-- start of DATA SHOWN --

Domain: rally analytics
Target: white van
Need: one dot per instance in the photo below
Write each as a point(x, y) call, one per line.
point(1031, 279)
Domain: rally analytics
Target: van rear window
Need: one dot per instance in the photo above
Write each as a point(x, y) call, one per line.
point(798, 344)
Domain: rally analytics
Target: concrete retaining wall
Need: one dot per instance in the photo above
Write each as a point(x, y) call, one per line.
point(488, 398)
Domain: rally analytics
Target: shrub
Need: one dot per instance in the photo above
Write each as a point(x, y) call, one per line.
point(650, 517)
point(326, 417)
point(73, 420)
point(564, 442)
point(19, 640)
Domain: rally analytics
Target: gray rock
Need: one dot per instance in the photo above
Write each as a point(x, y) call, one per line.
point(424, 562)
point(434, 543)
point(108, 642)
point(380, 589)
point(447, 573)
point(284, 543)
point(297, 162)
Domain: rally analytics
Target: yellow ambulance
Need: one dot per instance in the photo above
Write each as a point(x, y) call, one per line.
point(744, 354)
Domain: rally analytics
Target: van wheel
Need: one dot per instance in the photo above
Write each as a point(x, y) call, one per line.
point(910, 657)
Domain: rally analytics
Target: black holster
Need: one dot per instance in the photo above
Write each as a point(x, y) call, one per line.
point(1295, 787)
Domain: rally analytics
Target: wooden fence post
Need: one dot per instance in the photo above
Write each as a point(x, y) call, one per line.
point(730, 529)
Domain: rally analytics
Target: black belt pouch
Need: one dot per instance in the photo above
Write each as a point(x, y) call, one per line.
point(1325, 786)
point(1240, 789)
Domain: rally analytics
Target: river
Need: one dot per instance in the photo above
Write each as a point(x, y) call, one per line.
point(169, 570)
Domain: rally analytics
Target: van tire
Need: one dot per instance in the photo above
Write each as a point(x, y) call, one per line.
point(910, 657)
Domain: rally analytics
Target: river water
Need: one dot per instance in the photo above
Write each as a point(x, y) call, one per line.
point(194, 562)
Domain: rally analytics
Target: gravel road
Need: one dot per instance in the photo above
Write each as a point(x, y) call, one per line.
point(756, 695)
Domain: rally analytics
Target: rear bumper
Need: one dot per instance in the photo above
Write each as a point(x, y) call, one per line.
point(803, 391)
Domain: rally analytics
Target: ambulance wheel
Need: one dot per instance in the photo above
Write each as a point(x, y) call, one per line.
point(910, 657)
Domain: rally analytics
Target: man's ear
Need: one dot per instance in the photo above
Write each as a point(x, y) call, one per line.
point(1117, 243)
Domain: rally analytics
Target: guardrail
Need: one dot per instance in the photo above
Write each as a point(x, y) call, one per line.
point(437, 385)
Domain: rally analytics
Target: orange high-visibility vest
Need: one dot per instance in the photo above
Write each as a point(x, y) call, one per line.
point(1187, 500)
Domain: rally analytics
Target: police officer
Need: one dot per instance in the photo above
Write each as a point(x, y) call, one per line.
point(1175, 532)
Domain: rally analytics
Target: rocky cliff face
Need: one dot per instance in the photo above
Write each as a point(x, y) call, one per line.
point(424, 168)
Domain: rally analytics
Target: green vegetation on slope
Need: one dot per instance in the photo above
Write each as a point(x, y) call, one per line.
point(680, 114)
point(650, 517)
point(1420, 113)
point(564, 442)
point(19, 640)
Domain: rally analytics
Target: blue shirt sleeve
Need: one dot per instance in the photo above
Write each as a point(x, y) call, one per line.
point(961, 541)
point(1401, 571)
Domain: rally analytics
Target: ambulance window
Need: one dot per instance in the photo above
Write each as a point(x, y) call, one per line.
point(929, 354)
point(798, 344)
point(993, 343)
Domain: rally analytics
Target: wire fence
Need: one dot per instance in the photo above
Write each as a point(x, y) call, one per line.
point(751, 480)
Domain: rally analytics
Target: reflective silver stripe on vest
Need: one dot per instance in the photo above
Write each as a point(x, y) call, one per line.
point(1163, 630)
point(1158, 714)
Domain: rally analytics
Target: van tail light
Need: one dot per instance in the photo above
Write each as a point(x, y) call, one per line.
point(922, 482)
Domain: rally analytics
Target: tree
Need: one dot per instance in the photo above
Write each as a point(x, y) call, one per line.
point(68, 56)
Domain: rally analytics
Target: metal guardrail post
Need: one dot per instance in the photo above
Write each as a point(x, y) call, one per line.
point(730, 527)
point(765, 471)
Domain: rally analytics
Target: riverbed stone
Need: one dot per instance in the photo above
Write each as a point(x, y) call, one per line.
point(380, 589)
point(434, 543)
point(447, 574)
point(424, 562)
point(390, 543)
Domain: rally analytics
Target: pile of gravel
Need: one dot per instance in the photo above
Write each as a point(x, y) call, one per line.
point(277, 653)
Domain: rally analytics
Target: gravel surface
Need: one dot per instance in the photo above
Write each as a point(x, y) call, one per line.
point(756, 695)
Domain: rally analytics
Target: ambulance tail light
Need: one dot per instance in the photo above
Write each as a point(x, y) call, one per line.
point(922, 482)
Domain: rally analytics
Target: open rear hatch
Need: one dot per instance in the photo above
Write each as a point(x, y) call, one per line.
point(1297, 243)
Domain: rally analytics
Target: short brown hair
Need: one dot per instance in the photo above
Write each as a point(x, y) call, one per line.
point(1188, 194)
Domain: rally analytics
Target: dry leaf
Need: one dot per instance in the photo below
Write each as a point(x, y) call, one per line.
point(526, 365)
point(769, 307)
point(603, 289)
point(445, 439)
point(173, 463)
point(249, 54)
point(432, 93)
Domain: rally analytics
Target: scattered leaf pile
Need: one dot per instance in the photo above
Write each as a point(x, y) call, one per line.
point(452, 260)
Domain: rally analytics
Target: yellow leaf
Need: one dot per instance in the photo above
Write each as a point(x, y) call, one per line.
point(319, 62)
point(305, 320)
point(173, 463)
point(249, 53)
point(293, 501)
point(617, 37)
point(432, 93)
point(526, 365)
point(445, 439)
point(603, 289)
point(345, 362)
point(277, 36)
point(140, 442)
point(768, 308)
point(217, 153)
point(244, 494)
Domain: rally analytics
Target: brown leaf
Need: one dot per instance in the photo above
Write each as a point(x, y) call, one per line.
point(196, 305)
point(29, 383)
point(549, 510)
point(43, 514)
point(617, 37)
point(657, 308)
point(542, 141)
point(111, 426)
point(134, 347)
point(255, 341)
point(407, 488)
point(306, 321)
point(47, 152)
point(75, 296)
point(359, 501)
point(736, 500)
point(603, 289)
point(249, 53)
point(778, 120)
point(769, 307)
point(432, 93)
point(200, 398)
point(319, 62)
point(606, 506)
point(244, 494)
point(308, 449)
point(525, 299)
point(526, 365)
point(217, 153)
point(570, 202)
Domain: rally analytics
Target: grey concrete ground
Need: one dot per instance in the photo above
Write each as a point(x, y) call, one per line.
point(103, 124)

-- end of DATA SHOWN --
-- start of DATA SHOWN --

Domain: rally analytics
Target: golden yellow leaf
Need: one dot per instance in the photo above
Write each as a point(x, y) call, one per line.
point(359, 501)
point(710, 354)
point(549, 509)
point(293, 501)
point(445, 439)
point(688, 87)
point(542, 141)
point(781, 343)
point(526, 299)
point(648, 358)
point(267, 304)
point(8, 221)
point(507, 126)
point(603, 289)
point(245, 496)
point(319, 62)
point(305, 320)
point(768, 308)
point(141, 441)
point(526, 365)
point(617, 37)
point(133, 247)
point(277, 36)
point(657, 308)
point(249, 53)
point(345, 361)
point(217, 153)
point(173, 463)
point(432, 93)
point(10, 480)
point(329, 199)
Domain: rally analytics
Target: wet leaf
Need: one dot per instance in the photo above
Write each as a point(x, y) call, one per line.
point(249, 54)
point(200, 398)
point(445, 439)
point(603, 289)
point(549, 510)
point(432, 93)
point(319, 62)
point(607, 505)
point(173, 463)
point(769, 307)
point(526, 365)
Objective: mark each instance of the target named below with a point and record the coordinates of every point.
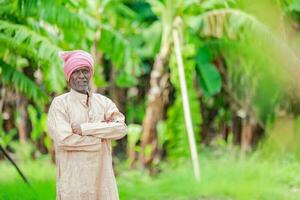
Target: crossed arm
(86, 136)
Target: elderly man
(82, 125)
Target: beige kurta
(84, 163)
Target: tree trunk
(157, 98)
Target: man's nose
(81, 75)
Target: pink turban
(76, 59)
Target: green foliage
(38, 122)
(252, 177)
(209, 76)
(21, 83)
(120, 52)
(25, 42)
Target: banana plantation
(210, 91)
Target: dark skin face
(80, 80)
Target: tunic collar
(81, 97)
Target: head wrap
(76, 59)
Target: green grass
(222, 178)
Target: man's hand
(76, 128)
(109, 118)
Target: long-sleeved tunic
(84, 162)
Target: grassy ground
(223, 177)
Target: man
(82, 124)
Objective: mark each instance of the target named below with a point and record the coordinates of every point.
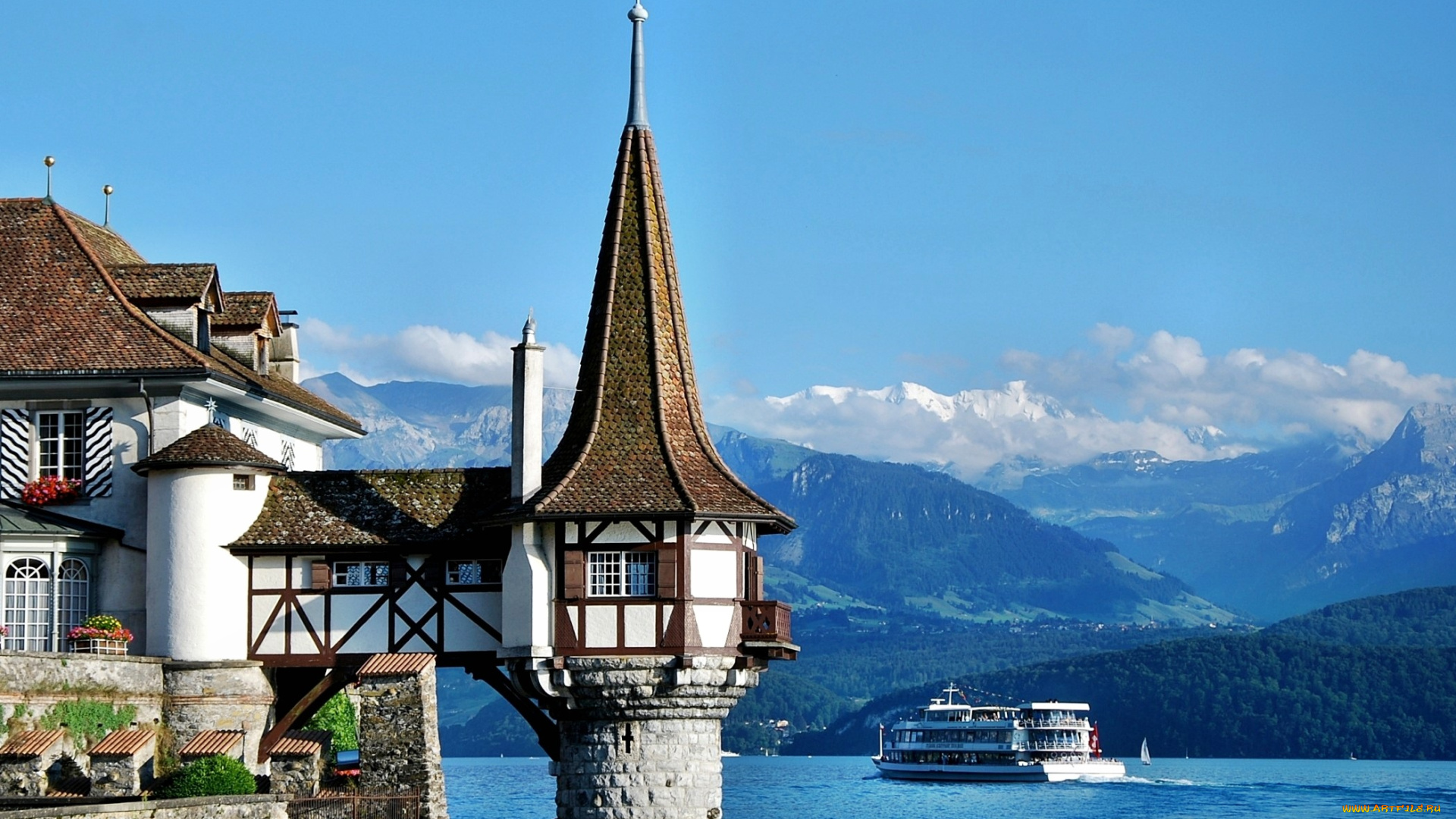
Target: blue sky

-- end of DATA SHOWN --

INSTRUCTIONS TO FOLLOW
Report each line of the items above that contains the word "window", copying the whole line. Treat uppercase and lowercase as different.

OUTPUT OF THE EXERCISE
Target: van rear window
Target: ambulance window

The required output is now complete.